**Request**: Copy the records below verbatim, starting with their first line and continuing through the line containing "[[168, 59], [922, 84]]", including that line.

(Excerpts from a location annotation dataset)
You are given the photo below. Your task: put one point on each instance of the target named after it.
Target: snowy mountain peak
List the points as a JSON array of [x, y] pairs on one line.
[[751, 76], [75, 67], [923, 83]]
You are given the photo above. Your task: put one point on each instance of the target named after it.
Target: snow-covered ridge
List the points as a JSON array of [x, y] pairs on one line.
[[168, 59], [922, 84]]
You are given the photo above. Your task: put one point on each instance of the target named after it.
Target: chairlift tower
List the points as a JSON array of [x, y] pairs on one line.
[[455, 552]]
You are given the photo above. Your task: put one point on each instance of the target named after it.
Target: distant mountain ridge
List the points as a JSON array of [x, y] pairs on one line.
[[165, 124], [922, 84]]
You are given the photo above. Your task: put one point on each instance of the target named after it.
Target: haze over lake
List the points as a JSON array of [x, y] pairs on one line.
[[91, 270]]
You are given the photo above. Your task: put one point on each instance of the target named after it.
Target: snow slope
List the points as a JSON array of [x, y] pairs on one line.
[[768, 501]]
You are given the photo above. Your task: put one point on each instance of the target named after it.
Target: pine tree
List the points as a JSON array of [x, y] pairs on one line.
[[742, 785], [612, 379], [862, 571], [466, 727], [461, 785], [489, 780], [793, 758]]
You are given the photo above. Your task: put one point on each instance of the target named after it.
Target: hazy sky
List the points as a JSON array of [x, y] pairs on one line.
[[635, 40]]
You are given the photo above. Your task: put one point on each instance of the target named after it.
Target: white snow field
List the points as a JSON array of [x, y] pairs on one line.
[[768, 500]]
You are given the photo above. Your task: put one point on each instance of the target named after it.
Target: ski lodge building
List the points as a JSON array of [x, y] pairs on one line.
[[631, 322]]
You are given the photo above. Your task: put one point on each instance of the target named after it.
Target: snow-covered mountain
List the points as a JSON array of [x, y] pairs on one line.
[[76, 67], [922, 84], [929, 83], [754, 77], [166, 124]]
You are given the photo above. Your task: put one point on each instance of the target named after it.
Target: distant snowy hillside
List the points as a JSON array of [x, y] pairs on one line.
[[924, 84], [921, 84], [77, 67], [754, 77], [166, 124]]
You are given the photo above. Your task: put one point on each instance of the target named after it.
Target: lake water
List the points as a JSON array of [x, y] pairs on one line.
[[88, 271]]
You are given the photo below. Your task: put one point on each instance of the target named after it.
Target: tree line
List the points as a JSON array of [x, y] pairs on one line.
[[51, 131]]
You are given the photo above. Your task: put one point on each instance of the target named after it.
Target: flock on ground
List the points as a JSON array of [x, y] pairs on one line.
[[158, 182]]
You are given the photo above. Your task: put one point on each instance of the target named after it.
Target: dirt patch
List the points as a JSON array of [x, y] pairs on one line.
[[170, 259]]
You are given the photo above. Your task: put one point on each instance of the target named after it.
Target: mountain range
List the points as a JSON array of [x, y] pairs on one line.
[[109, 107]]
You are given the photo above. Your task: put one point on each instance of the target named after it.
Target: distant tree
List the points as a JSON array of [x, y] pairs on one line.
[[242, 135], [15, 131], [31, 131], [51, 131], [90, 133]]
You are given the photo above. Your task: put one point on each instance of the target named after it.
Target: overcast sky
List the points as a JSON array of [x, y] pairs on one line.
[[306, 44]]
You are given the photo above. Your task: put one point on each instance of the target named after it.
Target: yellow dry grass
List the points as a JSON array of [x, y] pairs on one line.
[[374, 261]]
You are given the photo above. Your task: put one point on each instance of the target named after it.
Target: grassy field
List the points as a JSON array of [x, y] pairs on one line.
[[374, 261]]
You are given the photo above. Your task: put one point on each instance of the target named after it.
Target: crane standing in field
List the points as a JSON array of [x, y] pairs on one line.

**Result**:
You are given the photo below. Your task: put one point on each instance of the target named after it.
Target: snowy mountain peak
List the points as a JSON array of [x, y] pairs on one line.
[[751, 76], [75, 67], [923, 83]]
You are given the photo above. Your task: put one point on each instance of the target named after it.
Target: snow-covered ridge
List the points as a JSON array of [x, y] pairs on one line.
[[168, 59], [922, 84]]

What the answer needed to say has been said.